Your assignment: What lines below contain the string "stick"? List them all.

Start of Information supplied

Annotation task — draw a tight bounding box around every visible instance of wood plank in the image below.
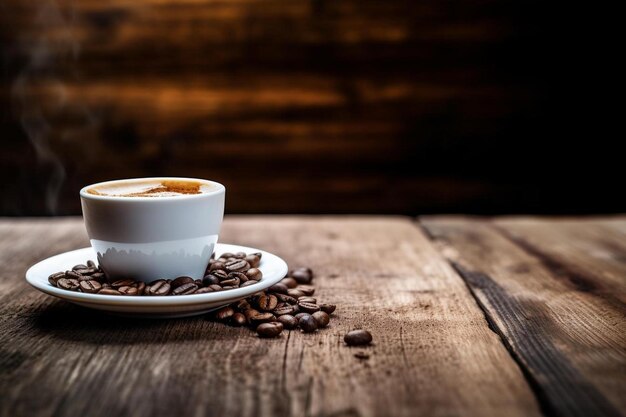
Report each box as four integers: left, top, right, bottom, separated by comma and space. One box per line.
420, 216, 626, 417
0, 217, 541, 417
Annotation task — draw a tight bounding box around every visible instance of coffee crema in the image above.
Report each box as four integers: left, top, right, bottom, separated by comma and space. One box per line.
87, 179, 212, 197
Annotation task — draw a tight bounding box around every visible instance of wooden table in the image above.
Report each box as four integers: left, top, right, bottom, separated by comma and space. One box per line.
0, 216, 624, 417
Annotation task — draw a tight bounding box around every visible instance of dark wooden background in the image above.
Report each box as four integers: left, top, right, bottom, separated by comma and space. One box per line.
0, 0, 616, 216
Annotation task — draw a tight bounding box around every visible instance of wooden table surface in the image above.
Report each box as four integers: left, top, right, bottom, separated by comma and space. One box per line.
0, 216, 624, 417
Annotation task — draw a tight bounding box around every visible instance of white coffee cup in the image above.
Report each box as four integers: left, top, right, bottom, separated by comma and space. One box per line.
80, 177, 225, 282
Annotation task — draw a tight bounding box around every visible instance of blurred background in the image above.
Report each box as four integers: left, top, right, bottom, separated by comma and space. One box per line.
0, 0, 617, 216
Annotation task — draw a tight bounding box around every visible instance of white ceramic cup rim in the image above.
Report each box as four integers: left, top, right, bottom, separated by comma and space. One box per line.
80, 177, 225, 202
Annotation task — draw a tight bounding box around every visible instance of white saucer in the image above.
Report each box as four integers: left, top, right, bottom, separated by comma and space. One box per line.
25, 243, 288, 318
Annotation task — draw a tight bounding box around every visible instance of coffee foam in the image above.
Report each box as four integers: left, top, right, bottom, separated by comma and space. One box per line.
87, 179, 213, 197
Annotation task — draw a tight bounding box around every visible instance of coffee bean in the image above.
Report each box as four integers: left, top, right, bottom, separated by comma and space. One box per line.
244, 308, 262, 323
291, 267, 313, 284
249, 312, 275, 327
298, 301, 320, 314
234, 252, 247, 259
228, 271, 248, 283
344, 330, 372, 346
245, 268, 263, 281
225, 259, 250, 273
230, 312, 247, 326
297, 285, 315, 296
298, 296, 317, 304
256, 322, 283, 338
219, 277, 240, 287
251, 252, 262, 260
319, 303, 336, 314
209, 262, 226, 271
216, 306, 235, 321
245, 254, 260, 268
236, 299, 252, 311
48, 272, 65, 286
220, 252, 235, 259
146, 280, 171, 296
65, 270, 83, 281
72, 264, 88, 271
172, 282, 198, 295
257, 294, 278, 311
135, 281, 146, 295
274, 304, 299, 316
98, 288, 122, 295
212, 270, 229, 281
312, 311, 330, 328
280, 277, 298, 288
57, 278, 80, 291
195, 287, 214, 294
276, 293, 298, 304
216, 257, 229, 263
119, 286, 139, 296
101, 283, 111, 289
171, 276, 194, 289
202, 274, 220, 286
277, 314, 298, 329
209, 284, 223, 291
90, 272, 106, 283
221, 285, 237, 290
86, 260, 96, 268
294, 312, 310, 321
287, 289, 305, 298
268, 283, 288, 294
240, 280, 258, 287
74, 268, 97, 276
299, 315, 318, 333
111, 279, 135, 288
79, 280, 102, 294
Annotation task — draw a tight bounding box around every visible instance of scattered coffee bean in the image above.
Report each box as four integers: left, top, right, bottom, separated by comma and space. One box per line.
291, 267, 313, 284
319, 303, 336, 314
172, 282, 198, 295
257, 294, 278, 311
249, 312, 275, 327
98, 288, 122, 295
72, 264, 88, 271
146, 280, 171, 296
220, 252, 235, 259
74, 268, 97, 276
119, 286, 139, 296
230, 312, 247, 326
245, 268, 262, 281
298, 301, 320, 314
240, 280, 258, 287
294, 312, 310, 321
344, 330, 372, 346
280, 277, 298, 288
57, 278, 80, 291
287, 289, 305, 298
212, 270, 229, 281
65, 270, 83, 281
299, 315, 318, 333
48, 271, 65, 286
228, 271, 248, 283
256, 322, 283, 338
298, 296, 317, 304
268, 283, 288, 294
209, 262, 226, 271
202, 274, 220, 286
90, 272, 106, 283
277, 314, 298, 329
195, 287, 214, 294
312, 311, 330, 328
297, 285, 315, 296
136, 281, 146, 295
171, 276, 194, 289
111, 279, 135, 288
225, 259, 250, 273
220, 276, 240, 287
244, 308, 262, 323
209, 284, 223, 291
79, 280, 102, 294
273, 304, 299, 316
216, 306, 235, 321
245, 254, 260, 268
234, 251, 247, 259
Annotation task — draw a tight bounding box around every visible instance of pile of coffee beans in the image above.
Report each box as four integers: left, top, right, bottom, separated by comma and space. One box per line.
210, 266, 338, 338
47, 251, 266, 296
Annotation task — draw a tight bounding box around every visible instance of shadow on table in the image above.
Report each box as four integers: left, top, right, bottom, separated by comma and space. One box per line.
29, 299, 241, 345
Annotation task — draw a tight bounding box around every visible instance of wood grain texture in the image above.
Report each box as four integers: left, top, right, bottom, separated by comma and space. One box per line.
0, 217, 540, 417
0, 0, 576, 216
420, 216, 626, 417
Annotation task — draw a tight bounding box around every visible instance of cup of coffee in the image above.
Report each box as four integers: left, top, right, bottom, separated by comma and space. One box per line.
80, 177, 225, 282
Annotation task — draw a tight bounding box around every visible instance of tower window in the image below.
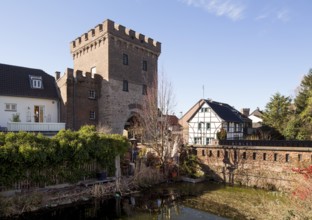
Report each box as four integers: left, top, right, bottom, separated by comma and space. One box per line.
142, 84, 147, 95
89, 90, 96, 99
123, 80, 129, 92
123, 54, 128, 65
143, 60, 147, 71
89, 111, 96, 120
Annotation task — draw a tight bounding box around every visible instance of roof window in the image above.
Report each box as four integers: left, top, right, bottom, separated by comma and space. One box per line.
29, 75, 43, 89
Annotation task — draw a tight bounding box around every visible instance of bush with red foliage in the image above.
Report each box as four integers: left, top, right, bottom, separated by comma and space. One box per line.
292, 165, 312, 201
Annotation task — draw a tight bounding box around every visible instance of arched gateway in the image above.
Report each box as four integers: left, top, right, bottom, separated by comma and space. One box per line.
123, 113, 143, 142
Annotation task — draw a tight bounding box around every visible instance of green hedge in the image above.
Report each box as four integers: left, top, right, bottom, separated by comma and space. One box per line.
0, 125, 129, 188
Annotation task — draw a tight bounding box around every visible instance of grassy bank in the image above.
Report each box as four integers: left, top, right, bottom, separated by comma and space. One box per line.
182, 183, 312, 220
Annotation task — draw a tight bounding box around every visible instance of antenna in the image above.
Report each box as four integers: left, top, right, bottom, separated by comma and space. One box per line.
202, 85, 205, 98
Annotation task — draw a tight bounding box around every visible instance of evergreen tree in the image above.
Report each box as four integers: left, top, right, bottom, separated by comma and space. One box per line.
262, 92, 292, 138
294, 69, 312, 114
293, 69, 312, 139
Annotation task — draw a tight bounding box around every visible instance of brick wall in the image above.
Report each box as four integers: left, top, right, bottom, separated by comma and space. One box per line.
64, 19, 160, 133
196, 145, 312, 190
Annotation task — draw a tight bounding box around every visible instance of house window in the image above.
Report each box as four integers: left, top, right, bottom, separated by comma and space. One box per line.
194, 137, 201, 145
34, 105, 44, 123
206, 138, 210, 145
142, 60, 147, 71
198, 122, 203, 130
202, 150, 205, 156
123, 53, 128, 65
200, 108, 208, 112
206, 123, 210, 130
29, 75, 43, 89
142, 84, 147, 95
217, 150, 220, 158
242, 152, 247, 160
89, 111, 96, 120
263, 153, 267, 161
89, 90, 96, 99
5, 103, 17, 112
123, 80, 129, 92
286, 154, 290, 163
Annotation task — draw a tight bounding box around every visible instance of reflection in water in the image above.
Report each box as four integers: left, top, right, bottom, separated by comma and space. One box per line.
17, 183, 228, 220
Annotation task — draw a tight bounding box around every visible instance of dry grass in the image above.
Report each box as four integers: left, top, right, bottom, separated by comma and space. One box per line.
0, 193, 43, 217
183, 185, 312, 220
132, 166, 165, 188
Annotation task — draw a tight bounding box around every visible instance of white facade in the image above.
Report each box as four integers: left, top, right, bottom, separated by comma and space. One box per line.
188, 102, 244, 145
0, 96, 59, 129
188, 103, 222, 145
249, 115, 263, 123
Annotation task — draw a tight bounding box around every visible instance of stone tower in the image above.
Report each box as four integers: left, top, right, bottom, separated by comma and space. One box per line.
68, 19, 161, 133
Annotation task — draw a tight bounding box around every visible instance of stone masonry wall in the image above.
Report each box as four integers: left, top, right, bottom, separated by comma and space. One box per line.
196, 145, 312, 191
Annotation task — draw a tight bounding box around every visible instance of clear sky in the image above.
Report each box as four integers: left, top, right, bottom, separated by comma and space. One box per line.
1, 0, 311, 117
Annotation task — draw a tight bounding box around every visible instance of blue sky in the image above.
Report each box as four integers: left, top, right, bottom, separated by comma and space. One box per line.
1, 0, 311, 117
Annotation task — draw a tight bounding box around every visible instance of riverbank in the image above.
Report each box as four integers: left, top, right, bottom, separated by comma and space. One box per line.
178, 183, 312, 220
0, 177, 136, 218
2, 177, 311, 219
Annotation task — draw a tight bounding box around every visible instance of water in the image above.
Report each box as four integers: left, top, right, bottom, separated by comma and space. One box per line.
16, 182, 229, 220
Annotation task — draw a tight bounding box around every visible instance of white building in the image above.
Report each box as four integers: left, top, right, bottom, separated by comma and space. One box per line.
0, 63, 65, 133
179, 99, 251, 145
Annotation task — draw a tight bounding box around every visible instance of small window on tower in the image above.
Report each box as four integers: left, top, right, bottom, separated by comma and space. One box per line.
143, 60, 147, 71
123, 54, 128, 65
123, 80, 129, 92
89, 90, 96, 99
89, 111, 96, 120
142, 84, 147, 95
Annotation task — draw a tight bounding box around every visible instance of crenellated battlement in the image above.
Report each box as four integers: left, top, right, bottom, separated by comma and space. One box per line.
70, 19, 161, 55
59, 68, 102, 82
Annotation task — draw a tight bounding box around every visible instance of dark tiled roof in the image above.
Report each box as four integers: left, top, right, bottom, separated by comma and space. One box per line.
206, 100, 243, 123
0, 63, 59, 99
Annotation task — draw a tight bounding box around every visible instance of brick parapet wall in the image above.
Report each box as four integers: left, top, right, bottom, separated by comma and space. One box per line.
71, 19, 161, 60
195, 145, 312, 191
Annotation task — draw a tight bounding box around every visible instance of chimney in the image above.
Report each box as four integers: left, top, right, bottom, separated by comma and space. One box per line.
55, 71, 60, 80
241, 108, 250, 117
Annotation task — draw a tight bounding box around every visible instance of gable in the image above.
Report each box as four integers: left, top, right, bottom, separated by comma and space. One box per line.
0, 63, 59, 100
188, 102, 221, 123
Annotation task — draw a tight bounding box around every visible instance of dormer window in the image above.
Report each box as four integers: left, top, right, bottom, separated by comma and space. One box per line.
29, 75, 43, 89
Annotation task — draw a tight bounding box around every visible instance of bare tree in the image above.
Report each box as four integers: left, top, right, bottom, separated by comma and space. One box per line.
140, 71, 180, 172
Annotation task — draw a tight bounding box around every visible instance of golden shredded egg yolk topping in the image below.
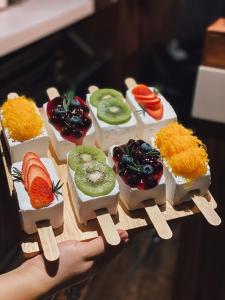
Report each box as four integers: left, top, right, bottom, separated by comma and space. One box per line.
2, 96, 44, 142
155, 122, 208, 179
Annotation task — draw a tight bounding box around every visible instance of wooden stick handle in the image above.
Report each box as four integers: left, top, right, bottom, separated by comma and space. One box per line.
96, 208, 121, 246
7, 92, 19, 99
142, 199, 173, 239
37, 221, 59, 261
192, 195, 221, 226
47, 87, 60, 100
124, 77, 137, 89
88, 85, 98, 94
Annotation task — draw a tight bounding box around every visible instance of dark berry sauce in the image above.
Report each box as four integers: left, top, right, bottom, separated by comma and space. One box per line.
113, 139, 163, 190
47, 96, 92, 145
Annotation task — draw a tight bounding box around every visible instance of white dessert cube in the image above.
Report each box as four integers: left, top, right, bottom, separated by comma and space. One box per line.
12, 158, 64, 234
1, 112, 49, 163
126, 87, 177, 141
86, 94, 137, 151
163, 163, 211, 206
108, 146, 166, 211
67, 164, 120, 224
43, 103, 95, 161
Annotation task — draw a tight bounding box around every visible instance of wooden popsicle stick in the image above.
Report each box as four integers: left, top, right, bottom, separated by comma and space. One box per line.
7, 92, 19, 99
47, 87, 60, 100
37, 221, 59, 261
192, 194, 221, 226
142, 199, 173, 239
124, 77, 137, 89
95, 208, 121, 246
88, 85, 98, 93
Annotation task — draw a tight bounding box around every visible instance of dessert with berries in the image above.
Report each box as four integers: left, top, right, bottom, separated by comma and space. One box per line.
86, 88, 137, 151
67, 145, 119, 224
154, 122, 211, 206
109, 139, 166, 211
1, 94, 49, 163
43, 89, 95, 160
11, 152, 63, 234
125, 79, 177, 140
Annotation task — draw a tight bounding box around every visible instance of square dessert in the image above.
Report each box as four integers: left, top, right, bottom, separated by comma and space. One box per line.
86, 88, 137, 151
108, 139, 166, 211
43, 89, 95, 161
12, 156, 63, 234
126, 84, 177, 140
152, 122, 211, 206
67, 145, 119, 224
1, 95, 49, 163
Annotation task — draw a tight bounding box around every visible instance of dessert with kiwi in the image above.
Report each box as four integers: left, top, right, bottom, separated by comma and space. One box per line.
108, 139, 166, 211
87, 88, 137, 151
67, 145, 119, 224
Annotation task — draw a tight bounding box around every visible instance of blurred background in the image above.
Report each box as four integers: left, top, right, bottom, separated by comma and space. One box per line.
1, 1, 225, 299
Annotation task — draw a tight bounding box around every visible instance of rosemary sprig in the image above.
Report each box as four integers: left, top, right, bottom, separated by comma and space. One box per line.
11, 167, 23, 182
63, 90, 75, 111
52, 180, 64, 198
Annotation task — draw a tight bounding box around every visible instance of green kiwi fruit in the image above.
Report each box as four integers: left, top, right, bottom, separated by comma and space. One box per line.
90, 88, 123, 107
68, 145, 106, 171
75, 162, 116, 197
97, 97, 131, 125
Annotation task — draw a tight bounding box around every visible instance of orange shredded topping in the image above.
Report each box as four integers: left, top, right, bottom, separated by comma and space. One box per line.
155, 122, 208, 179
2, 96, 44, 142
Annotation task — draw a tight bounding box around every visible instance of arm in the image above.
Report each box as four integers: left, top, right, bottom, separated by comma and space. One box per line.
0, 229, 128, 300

End of Information supplied

Answer space:
Annotation task — draw a tight bounding box around every visible instance of wooden stick handle in the image above.
Annotation task — draw a tight bounding box around every visible instance of wooden popsicle stick in the image above.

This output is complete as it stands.